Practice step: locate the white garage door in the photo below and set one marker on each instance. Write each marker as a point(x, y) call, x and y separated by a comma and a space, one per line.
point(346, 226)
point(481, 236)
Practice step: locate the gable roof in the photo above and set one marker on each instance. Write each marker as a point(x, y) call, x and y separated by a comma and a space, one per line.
○ ○ ○ ○ ○ ○ ○
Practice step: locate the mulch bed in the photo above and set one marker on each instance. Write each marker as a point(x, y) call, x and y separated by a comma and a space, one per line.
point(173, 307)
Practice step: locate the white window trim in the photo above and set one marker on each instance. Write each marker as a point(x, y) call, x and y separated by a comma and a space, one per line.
○ ○ ○ ○ ○ ○ ○
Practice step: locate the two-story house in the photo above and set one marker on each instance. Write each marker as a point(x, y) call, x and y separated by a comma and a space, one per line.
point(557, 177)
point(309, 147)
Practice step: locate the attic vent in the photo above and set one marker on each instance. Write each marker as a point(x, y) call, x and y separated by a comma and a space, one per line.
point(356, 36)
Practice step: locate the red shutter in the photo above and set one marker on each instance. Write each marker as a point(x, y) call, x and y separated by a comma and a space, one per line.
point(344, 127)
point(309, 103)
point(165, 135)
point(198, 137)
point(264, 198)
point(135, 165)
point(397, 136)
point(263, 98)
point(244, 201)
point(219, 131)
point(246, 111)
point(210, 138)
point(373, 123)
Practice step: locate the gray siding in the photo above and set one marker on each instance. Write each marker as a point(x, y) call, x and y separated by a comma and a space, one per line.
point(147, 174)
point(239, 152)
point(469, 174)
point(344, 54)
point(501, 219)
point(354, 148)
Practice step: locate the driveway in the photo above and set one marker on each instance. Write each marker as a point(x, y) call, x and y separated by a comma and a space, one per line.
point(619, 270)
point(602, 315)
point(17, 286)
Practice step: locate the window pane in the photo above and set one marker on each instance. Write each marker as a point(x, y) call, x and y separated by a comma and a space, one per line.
○ ○ ○ ○ ○ ○ ○
DIRECTIONS.
Render the records as a Markdown table with the columns No. and Record, starting at the line containing "Practice step: locate the white garage" and ending at the line containing "Practice step: locate the gable", both included. Number each row and leave out blank lines.

FINISHED TASK.
| No. | Record |
|---|---|
| 1 | Practice step: locate the white garage door in the photo below and set one marker on each instance. Write each marker as a point(x, y) call, x and y separated by a comma and a space, one per line. |
| 2 | point(346, 226) |
| 3 | point(481, 236) |
| 4 | Practice step: locate the gable roof in the photo above and set one marker on each instance. Write each marker as a point(x, y) call, x and y separated by a comma and a space, one per line. |